# WORK TO COMPLETE
Beginning with the line that holds "the cup handle", set down each line of the data below through the very last, exactly as given, and nothing beyond that.
□ □ □ □
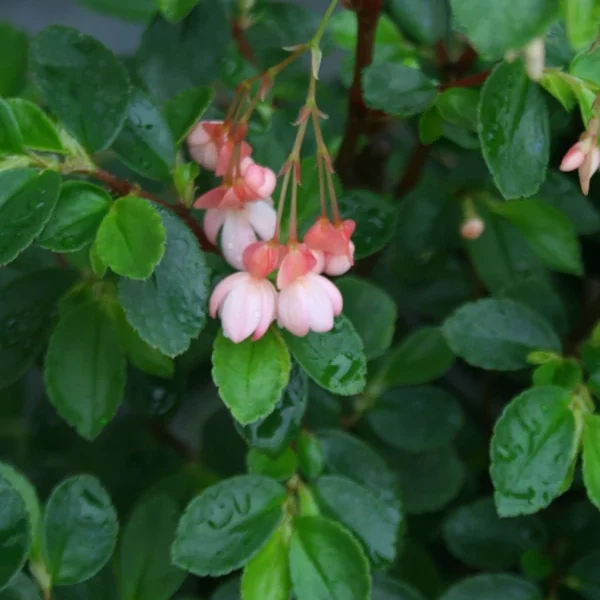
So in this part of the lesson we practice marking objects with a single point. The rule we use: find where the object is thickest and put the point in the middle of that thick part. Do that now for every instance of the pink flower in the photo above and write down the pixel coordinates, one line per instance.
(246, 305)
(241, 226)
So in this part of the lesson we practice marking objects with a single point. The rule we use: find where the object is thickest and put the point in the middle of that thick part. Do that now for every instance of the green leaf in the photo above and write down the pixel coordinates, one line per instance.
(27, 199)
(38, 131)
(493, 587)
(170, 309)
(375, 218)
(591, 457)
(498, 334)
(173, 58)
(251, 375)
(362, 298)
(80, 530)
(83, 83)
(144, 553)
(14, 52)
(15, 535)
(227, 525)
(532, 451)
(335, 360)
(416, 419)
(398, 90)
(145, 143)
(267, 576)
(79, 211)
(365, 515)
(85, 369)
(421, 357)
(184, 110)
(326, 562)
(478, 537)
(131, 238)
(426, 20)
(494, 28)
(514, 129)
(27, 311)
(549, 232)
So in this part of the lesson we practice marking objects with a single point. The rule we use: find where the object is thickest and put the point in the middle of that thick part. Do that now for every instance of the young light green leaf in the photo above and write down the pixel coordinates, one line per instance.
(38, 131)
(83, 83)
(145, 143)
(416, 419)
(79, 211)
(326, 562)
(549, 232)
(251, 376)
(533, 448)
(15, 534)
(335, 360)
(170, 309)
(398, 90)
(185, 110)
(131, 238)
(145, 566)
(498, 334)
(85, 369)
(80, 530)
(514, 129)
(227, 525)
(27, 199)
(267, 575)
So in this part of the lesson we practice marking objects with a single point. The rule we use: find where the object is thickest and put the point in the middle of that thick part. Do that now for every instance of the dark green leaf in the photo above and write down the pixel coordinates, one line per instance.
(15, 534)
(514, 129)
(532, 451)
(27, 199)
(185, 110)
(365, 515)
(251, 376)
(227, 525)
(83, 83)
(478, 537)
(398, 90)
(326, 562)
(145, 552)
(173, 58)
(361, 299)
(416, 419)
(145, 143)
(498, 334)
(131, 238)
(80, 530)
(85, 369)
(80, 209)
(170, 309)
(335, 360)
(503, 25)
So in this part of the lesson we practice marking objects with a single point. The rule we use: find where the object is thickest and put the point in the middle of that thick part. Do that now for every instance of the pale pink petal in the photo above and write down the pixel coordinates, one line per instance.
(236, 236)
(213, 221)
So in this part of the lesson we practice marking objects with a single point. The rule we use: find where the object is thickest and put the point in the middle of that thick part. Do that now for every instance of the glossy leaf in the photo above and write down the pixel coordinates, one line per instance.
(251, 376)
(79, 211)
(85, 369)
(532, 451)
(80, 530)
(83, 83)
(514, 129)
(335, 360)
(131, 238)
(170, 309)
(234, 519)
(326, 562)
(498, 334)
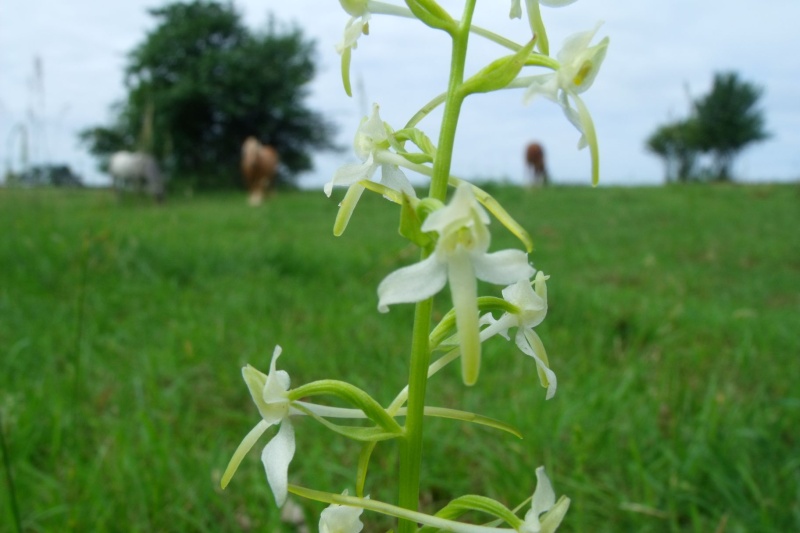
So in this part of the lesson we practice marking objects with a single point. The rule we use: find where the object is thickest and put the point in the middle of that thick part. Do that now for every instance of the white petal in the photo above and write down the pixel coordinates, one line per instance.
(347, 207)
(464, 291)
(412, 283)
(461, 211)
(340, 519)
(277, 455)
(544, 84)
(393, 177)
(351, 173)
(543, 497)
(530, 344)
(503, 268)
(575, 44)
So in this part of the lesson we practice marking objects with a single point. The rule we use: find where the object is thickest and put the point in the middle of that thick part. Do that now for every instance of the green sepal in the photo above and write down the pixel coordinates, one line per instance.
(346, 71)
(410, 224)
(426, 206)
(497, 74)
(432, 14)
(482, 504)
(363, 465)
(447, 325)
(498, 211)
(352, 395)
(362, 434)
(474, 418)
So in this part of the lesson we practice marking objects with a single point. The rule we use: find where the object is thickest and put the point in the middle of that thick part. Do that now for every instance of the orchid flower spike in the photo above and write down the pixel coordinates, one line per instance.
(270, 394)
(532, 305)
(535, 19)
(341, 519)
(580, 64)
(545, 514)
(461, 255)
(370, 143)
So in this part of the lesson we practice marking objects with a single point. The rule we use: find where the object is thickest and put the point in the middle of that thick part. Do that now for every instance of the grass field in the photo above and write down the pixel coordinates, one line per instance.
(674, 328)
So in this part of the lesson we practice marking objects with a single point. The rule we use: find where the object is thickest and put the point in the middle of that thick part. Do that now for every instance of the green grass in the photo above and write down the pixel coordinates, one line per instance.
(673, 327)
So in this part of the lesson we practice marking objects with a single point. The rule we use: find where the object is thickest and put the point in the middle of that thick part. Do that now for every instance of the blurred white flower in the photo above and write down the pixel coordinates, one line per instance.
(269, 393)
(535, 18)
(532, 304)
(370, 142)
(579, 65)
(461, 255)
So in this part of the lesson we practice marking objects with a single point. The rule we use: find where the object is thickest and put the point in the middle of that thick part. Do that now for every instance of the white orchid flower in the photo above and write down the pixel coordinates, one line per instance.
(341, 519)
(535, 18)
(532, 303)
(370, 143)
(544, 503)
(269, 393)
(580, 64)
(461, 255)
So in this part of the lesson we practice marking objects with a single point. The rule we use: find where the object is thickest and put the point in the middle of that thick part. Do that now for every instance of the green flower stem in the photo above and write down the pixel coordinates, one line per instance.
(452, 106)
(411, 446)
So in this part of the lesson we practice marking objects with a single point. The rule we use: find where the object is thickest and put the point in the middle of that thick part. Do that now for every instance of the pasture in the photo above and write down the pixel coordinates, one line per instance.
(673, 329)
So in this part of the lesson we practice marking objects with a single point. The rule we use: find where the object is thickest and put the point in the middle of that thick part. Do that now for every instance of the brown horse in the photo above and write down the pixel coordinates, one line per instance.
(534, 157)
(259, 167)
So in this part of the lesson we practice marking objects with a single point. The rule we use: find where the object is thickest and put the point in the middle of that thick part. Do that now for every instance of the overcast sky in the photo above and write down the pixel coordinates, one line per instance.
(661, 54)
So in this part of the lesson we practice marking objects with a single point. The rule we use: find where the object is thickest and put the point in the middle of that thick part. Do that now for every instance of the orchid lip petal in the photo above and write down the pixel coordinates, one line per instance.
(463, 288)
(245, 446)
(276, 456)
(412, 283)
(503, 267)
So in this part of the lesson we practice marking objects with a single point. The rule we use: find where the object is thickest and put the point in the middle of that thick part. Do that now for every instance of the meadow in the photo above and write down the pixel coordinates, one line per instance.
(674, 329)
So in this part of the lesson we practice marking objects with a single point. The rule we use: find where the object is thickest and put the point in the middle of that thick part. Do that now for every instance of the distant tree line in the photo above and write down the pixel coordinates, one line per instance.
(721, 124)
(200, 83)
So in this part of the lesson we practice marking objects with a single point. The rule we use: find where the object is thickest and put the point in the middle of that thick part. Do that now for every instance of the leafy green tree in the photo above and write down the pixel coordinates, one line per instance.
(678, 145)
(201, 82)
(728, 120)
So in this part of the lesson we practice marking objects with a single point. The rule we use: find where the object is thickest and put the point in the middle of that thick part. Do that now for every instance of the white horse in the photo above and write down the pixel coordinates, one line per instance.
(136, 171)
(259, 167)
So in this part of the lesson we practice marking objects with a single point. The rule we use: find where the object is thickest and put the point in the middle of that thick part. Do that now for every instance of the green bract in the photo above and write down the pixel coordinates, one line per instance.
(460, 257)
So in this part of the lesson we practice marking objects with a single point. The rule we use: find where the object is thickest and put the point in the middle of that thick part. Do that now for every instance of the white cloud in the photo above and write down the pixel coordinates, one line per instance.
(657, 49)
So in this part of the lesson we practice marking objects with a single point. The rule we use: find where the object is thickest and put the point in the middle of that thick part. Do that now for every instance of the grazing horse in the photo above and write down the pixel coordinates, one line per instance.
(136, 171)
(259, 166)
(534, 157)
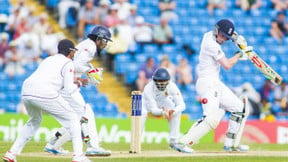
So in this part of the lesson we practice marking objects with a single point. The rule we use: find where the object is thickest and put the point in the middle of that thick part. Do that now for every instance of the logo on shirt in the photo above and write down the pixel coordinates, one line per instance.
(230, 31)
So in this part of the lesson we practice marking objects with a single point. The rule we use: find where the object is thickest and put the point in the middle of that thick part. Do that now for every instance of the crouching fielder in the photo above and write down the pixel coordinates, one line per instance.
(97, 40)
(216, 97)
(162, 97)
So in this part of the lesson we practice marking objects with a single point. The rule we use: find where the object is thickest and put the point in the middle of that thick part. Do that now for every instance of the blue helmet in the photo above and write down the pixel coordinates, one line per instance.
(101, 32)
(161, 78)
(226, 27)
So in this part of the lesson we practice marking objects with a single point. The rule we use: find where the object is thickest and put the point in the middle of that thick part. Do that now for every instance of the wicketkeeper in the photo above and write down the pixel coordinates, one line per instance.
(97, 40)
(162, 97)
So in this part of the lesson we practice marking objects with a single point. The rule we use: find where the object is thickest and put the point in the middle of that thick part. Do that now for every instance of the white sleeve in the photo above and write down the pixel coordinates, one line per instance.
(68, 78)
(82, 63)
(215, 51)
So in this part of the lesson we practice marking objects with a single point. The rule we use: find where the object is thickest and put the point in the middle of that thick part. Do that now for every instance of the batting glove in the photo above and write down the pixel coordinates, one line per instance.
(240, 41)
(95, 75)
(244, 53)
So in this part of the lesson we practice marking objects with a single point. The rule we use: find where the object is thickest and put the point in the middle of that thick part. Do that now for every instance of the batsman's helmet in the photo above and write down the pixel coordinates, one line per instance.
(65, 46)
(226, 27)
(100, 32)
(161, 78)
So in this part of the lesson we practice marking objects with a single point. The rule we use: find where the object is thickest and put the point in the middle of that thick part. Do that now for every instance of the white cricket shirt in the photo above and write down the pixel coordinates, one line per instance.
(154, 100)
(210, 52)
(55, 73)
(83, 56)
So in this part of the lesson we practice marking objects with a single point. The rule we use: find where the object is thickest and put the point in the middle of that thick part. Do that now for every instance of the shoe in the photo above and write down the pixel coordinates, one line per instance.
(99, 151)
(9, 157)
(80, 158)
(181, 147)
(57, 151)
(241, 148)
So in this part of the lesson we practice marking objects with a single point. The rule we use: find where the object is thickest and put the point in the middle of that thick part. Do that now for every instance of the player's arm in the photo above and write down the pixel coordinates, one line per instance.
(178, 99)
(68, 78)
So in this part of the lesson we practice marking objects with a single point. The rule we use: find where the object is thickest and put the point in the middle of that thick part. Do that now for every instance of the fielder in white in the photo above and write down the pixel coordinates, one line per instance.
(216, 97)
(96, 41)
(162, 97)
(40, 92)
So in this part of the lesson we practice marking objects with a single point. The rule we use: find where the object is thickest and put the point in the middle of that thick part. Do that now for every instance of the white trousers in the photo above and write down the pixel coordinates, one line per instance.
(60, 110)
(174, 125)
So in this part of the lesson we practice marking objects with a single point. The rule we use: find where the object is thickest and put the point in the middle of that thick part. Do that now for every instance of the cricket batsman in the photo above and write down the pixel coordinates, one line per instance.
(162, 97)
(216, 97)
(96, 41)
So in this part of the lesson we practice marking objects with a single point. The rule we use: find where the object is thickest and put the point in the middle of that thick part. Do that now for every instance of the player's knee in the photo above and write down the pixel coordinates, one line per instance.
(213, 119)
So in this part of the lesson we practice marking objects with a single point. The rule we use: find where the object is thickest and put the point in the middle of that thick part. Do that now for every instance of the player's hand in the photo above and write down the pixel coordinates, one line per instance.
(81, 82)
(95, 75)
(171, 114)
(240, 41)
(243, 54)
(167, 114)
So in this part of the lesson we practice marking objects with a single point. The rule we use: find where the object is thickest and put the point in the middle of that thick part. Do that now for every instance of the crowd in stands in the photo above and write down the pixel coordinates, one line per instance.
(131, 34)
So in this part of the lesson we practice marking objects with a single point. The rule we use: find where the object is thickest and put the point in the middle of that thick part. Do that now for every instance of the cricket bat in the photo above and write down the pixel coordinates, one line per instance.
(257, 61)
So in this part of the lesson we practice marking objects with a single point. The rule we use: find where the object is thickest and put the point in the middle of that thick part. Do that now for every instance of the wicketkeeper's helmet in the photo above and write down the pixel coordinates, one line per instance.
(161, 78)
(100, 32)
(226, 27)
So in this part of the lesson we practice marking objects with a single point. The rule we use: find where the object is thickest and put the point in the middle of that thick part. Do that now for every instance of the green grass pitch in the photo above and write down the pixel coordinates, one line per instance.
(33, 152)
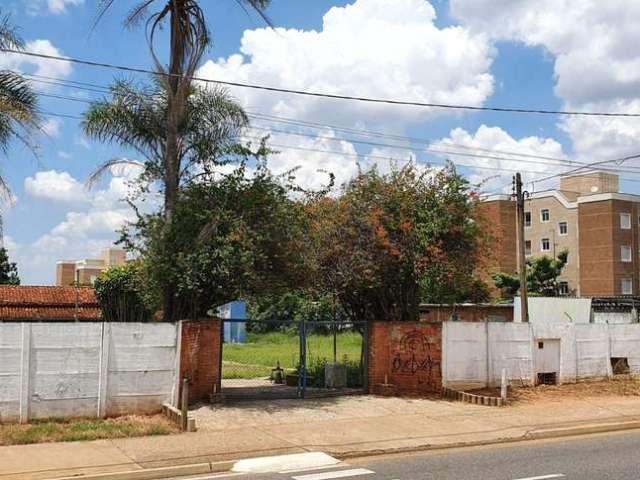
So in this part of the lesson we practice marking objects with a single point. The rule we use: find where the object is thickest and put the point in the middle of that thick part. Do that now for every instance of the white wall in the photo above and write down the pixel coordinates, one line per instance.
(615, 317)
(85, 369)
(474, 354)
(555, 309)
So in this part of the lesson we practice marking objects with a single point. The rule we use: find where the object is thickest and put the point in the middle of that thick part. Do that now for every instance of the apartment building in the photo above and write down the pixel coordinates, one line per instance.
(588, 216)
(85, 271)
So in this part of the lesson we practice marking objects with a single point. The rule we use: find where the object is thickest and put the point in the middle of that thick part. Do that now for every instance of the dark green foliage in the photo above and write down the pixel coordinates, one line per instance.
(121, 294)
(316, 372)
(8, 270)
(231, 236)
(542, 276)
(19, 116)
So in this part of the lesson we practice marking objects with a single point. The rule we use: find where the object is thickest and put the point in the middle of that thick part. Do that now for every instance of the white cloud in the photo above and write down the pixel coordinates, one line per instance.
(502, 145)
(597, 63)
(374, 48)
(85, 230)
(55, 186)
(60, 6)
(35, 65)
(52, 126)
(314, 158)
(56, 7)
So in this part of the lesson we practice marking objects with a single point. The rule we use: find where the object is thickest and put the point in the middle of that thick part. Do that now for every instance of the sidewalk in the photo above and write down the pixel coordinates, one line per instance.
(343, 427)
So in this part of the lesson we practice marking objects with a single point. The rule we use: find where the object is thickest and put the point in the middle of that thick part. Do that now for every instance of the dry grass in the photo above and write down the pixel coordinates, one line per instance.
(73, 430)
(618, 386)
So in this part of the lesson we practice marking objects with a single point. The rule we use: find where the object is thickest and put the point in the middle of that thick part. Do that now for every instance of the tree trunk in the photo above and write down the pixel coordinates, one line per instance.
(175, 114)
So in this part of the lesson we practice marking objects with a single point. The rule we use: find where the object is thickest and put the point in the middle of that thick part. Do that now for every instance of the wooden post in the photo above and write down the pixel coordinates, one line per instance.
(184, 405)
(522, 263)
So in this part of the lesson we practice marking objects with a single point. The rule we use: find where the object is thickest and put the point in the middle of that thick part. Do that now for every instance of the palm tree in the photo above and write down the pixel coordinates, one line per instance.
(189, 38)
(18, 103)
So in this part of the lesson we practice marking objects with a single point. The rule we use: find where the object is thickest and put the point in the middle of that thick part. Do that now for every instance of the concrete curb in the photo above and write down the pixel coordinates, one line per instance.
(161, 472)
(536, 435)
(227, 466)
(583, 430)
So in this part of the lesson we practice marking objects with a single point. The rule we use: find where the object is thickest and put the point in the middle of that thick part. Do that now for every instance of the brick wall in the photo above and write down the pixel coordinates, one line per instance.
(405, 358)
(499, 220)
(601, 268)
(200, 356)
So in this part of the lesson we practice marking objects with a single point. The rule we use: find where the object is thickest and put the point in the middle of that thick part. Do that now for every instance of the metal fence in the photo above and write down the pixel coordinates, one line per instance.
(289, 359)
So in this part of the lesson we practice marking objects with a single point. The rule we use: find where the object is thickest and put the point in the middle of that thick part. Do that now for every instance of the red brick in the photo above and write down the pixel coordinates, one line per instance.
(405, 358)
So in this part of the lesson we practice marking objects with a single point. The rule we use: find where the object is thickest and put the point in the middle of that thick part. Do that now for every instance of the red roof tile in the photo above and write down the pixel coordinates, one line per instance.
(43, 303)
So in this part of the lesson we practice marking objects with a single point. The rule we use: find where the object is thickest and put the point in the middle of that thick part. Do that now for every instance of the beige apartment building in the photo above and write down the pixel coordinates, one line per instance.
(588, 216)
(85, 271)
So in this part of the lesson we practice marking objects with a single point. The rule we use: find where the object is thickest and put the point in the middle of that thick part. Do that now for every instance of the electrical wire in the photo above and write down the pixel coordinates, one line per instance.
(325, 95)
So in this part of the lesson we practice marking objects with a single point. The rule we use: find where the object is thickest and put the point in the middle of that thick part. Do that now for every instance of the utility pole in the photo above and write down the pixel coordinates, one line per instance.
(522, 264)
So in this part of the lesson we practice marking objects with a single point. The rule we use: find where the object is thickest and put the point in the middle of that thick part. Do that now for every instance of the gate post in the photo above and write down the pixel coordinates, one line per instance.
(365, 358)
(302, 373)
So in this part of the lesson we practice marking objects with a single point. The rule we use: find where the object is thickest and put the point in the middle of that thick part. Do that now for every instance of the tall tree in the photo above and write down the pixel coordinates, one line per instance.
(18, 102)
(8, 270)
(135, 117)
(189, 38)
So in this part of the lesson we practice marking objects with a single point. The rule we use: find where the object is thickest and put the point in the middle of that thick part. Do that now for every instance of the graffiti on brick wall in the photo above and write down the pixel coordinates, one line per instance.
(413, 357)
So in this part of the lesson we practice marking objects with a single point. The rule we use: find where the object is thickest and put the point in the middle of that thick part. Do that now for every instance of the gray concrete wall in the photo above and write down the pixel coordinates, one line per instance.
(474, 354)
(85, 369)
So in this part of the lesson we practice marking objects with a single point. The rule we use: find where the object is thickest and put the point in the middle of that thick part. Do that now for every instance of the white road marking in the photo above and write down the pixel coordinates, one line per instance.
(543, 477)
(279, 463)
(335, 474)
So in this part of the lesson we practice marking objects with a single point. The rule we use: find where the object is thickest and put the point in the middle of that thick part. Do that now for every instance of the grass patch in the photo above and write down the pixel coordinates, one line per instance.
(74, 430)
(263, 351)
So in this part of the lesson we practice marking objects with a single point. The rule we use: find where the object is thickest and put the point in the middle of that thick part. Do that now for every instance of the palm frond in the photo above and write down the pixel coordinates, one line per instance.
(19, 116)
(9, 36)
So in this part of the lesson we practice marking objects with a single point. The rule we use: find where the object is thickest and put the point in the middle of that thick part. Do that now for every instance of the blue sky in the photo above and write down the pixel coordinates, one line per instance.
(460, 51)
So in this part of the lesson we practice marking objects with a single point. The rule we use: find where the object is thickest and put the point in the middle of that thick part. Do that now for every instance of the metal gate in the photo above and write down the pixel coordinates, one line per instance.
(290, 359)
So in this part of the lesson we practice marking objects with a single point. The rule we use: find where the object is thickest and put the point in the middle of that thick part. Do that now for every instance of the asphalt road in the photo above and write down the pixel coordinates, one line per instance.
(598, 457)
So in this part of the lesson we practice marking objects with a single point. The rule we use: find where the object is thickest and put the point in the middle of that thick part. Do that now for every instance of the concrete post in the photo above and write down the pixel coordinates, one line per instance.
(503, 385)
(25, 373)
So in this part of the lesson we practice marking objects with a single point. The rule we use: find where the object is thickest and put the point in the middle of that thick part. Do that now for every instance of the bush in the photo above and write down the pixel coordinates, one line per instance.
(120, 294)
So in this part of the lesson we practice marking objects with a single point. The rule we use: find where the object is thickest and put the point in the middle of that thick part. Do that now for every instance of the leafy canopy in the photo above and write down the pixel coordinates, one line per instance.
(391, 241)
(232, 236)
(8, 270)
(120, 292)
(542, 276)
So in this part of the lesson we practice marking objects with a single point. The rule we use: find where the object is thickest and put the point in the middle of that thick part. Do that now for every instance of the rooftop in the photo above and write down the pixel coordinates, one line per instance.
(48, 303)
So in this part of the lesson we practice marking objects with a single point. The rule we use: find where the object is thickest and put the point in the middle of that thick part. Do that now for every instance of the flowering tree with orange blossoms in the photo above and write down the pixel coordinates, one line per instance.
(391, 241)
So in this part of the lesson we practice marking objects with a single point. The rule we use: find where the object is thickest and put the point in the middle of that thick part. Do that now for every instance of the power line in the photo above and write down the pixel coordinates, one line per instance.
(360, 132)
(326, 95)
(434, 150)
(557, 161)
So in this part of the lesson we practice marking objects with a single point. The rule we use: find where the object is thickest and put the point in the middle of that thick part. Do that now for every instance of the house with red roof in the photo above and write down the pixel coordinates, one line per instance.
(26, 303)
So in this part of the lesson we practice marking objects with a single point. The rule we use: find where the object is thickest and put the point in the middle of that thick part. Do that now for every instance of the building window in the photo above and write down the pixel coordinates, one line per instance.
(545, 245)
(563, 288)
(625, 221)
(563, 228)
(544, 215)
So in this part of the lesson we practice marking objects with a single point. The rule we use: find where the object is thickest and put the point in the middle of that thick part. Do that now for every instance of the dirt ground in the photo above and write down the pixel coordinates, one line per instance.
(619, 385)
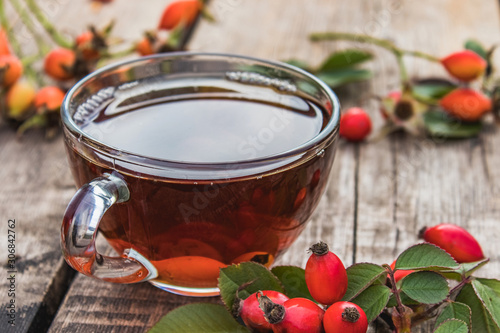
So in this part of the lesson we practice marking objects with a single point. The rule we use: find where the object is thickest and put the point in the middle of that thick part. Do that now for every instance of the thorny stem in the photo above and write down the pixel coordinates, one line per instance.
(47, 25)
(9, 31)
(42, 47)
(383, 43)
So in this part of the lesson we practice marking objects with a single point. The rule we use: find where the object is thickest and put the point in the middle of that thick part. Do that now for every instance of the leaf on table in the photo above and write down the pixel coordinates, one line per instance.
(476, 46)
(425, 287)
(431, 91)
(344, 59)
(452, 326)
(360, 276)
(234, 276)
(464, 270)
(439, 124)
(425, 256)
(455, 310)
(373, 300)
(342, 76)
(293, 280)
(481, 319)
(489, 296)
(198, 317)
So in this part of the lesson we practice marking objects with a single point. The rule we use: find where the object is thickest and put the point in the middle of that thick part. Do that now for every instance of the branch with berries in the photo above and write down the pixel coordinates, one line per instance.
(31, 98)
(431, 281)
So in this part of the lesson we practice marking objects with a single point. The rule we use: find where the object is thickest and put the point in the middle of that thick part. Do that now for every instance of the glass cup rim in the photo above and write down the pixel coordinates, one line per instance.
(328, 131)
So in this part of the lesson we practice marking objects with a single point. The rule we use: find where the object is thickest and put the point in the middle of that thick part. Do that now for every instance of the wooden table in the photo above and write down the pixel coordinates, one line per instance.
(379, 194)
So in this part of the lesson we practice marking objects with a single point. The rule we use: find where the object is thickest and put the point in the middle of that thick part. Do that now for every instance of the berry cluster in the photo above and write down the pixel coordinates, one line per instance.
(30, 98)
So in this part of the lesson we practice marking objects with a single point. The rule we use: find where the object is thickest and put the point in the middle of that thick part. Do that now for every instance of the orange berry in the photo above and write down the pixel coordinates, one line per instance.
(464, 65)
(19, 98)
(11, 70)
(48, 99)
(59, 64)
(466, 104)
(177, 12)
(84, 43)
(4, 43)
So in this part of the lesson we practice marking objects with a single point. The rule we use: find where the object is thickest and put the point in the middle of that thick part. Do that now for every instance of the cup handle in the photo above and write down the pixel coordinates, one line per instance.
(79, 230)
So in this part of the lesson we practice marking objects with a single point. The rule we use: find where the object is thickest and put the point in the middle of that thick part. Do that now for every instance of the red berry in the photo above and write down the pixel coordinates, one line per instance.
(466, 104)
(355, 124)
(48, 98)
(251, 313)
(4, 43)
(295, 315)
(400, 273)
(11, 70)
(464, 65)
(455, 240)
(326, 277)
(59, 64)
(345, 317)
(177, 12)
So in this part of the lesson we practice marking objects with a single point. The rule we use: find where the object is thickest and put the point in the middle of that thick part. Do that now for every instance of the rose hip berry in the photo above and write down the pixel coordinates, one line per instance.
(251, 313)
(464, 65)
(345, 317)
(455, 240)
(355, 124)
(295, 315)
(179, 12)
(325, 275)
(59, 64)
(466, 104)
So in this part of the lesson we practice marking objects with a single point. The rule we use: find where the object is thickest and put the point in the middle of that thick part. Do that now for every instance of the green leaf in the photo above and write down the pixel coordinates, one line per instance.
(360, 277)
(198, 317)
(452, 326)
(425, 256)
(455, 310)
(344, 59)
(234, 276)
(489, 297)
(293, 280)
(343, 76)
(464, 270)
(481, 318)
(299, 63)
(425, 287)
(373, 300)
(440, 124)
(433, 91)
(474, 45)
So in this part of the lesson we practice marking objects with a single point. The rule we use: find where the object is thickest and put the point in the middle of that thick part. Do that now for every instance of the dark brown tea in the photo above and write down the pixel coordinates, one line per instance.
□ □ □ □
# PROBLEM SOLUTION
So in this part of the lesson we practice marking objects with a single point. The rule we use: find where the object is thickest and put the point in the middle of that thick part. Do that now for every instance of the cup handle in the photo above and write down the pixel coordinates, one line per instance.
(79, 230)
So in this part of the lesson we practice marking objects with a single point. The rule we use: find where the object is thickest and put the point in the middle of that thick part. Do that now for every instance of the red berry in the photo above and write down the pixel coordinates, one line per instance.
(466, 104)
(355, 124)
(48, 98)
(251, 313)
(4, 43)
(295, 315)
(400, 273)
(11, 70)
(464, 65)
(455, 240)
(326, 277)
(59, 64)
(345, 317)
(177, 12)
So in this part of the lesson we practice marking objects with a single point. The rule we use: find where the object is thickest and put the point in the middle of that thick part. Do that now for every instance of the rose hip berry in the photo above and write down the pixel coordinates, one line per instance.
(251, 313)
(464, 65)
(345, 317)
(455, 240)
(355, 124)
(295, 315)
(179, 12)
(325, 275)
(59, 64)
(466, 104)
So in this part of the lesson we practice marking objects with a single point. The rule we use: find where the object is thickest and put the point in the middle of that thick part. Do that now for every instance of the green leaf in the photo above and write down the pixel coordinates, one line per instance.
(360, 277)
(198, 317)
(452, 326)
(425, 256)
(455, 310)
(344, 59)
(234, 276)
(489, 297)
(293, 280)
(343, 76)
(464, 270)
(481, 318)
(299, 63)
(425, 287)
(373, 300)
(440, 124)
(433, 91)
(474, 45)
So in this part of the lesson we practice marking objects with a single point. The rule we use: find where the object is thickest and put the point in the middle of that thick part. Do that now for every instance of the dark brown tea in the photo above and write down the pixel coordinates, one line per instance.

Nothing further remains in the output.